[Given exercise]: Copy every one of the records below word for word.

Bounding-box records:
━━━━━━━━

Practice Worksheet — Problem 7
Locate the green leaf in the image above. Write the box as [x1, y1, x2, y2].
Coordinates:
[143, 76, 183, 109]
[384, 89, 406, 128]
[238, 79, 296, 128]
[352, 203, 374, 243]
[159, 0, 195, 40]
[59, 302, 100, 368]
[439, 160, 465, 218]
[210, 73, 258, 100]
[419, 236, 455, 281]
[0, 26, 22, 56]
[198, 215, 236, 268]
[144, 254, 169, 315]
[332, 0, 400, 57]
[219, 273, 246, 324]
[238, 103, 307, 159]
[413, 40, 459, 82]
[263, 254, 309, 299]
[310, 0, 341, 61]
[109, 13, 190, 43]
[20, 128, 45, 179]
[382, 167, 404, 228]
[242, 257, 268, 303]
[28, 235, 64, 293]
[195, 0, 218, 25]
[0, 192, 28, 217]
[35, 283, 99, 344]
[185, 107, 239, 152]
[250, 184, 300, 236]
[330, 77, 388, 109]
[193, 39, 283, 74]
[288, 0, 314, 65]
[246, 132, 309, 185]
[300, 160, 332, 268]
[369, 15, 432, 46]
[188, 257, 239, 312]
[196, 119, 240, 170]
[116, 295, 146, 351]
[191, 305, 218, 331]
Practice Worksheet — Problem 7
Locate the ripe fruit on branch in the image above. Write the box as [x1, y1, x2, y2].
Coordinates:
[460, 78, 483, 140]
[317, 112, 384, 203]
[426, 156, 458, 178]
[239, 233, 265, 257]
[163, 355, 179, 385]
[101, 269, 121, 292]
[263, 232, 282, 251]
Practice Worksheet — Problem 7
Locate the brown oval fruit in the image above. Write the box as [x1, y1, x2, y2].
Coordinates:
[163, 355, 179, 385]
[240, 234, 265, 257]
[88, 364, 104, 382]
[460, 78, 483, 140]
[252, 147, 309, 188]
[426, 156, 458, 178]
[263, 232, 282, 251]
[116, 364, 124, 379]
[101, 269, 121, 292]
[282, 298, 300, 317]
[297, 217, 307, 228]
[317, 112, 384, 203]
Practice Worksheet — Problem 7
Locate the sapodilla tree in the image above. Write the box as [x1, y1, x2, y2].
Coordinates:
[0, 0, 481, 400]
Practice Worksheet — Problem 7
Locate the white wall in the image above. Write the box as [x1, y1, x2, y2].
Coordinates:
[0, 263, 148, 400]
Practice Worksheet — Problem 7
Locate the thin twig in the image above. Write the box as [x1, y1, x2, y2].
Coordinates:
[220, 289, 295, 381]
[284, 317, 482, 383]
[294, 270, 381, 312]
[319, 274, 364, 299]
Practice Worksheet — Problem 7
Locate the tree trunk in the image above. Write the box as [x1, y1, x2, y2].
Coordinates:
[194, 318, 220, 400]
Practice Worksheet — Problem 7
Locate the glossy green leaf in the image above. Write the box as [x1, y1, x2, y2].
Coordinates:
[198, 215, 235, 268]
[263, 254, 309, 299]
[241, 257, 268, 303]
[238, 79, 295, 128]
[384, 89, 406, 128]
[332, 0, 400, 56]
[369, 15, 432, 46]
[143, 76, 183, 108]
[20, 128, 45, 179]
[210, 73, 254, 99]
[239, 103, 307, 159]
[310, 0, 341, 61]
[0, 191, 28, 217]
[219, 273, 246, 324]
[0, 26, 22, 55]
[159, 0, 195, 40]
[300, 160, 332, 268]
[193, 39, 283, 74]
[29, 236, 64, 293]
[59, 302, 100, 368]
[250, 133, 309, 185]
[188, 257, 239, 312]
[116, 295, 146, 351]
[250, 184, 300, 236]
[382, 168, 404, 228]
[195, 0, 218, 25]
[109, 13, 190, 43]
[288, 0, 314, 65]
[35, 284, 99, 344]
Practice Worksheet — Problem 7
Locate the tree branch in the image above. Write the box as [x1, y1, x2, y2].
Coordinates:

━━━━━━━━

[Response to this task]:
Practice Worksheet — Problem 7
Locate the green leaf in the image above. Write the box as [x1, y1, x2, y2].
Coordinates:
[143, 76, 183, 109]
[384, 89, 406, 128]
[238, 79, 296, 128]
[352, 203, 374, 243]
[159, 0, 195, 40]
[59, 302, 100, 368]
[439, 160, 465, 218]
[210, 73, 258, 100]
[419, 236, 455, 281]
[0, 26, 22, 56]
[198, 215, 236, 268]
[144, 254, 169, 315]
[332, 0, 400, 57]
[219, 273, 246, 324]
[238, 103, 307, 159]
[413, 40, 459, 82]
[263, 254, 309, 299]
[310, 0, 341, 61]
[109, 13, 190, 43]
[20, 128, 45, 179]
[382, 167, 404, 228]
[242, 257, 268, 303]
[28, 235, 64, 293]
[195, 0, 218, 25]
[0, 192, 28, 217]
[35, 283, 99, 344]
[185, 107, 239, 152]
[250, 184, 300, 236]
[330, 77, 388, 109]
[193, 39, 283, 74]
[288, 0, 314, 65]
[246, 132, 309, 185]
[300, 160, 332, 268]
[369, 15, 432, 46]
[188, 257, 239, 312]
[196, 119, 240, 170]
[116, 295, 146, 351]
[191, 305, 218, 331]
Practice Worksheet — Problem 7
Locate the ripe fruit on branch in the image above. Write the box as [x1, y1, x2, y2].
Coordinates:
[460, 78, 483, 140]
[317, 112, 384, 203]
[426, 156, 458, 178]
[239, 233, 265, 257]
[163, 355, 179, 385]
[101, 269, 121, 292]
[263, 232, 282, 251]
Practice Worksheet — Problem 7
Locate the brown oval fruit in the image above. Write the box as [x1, y1, x2, y2].
Coordinates:
[163, 355, 179, 385]
[240, 234, 265, 257]
[88, 364, 104, 382]
[460, 78, 483, 140]
[252, 147, 309, 188]
[426, 156, 458, 178]
[263, 232, 282, 251]
[116, 364, 124, 379]
[101, 269, 121, 292]
[282, 298, 300, 317]
[297, 217, 307, 228]
[317, 112, 384, 203]
Practice Worksheet — Problem 7
Locate the sapodilla tree in the image above. Write the box as [x1, y1, x2, y2].
Coordinates:
[0, 0, 481, 400]
Practice Worksheet — Problem 7
Locate the white wall in the image above. Write the box as [x1, y1, x2, y2].
Coordinates:
[0, 263, 148, 400]
Practice Worksheet — Problem 7
Locate the thin twig in the image above. Write the box as [x1, y1, x2, y2].
Coordinates:
[220, 289, 295, 381]
[284, 317, 482, 383]
[294, 270, 381, 312]
[319, 274, 364, 299]
Practice Worksheet — Problem 7
Locate the tree trunk in the image above. Write the box as [x1, y1, x2, y2].
Coordinates:
[194, 318, 220, 400]
Practice Worksheet — Problem 7
Locate the glossy green leaf in the image above. Write the box as [x1, y1, x2, y2].
Coordinates:
[198, 215, 235, 268]
[263, 254, 309, 299]
[241, 257, 268, 303]
[238, 79, 295, 128]
[384, 89, 406, 128]
[332, 0, 400, 56]
[369, 15, 432, 46]
[143, 76, 183, 108]
[20, 128, 45, 179]
[210, 73, 254, 99]
[239, 103, 307, 159]
[310, 0, 341, 61]
[0, 191, 28, 217]
[219, 273, 246, 324]
[0, 26, 22, 55]
[159, 0, 195, 40]
[300, 160, 332, 268]
[193, 39, 283, 74]
[29, 236, 64, 293]
[59, 302, 100, 368]
[250, 133, 309, 185]
[188, 257, 239, 312]
[116, 295, 146, 351]
[250, 184, 300, 236]
[382, 168, 404, 228]
[195, 0, 218, 25]
[109, 13, 190, 43]
[288, 0, 314, 65]
[35, 284, 99, 344]
Practice Worksheet — Problem 7
Locate the tree branch in the image above. Write the box as [x1, y1, x2, y2].
Coordinates:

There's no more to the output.